WHAT YOU SHOULD DO. Retype every one of the following rows word for word, keeping each line, bracket, and number unchanged.

DATASET.
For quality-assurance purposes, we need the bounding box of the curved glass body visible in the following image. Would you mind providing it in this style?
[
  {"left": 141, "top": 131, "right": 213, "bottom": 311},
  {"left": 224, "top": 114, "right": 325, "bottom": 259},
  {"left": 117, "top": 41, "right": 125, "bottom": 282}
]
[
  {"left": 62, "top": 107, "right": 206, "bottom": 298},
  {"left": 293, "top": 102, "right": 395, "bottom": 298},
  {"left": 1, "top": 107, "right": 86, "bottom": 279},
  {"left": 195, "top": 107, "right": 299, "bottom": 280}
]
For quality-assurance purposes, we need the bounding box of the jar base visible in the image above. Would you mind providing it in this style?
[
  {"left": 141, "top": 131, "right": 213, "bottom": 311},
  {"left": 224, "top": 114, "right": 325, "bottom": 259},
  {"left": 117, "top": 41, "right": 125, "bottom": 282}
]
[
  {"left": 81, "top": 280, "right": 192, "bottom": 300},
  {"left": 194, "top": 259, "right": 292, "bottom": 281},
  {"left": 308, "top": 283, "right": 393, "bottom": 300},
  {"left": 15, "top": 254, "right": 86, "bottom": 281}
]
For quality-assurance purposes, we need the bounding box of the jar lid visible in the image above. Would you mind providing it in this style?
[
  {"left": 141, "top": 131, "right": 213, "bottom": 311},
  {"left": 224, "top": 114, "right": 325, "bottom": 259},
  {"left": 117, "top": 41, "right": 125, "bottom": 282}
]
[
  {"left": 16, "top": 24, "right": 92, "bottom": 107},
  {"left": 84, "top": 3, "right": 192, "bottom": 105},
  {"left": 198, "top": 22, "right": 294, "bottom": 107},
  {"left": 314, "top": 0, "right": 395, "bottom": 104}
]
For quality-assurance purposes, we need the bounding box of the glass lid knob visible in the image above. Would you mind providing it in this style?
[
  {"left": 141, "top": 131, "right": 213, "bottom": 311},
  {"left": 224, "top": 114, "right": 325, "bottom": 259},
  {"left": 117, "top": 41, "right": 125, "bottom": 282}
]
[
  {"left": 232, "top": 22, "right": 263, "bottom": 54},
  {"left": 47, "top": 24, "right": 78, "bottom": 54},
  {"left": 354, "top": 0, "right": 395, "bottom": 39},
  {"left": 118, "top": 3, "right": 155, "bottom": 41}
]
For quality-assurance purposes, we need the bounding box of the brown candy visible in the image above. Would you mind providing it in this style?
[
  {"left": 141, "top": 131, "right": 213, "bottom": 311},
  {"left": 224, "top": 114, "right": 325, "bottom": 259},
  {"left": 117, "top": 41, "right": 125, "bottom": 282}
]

FINAL RESULT.
For quality-assurance purposes, we need the bounding box of the curved glass body visible in the following image. Would you mind providing it in this style?
[
  {"left": 141, "top": 131, "right": 213, "bottom": 311},
  {"left": 224, "top": 114, "right": 325, "bottom": 259},
  {"left": 117, "top": 41, "right": 125, "bottom": 282}
]
[
  {"left": 62, "top": 107, "right": 206, "bottom": 298},
  {"left": 293, "top": 102, "right": 395, "bottom": 298},
  {"left": 1, "top": 107, "right": 86, "bottom": 279},
  {"left": 195, "top": 107, "right": 299, "bottom": 280}
]
For quality-assurance purposes, we need the bounding box of the jar base visible in the image above. Would you mind providing it in this style?
[
  {"left": 141, "top": 131, "right": 213, "bottom": 311},
  {"left": 224, "top": 114, "right": 325, "bottom": 259},
  {"left": 117, "top": 41, "right": 125, "bottom": 282}
]
[
  {"left": 81, "top": 280, "right": 192, "bottom": 300},
  {"left": 194, "top": 259, "right": 292, "bottom": 281},
  {"left": 308, "top": 283, "right": 393, "bottom": 300},
  {"left": 15, "top": 254, "right": 86, "bottom": 281}
]
For quality-assurance purposes, we need the bounding box of the jar lid visible in the image above. Would you mind providing it in this style?
[
  {"left": 141, "top": 131, "right": 213, "bottom": 311},
  {"left": 224, "top": 114, "right": 325, "bottom": 259},
  {"left": 117, "top": 41, "right": 125, "bottom": 282}
]
[
  {"left": 16, "top": 24, "right": 92, "bottom": 107},
  {"left": 84, "top": 3, "right": 192, "bottom": 105},
  {"left": 198, "top": 22, "right": 294, "bottom": 107},
  {"left": 314, "top": 0, "right": 395, "bottom": 104}
]
For quality-assurance purposes, we need the bounding box of the glass lid knob visible in the image above. Would you mind providing it in this style?
[
  {"left": 141, "top": 131, "right": 213, "bottom": 311},
  {"left": 224, "top": 114, "right": 325, "bottom": 259},
  {"left": 117, "top": 41, "right": 125, "bottom": 282}
]
[
  {"left": 232, "top": 22, "right": 263, "bottom": 54},
  {"left": 47, "top": 24, "right": 78, "bottom": 54},
  {"left": 354, "top": 0, "right": 395, "bottom": 39},
  {"left": 118, "top": 3, "right": 155, "bottom": 41}
]
For quality-assurance purposes, we need the bounding box of the brown candy visible in the image above. Would you mind providing it in this style?
[
  {"left": 141, "top": 131, "right": 213, "bottom": 311},
  {"left": 224, "top": 114, "right": 325, "bottom": 259},
  {"left": 117, "top": 41, "right": 125, "bottom": 282}
]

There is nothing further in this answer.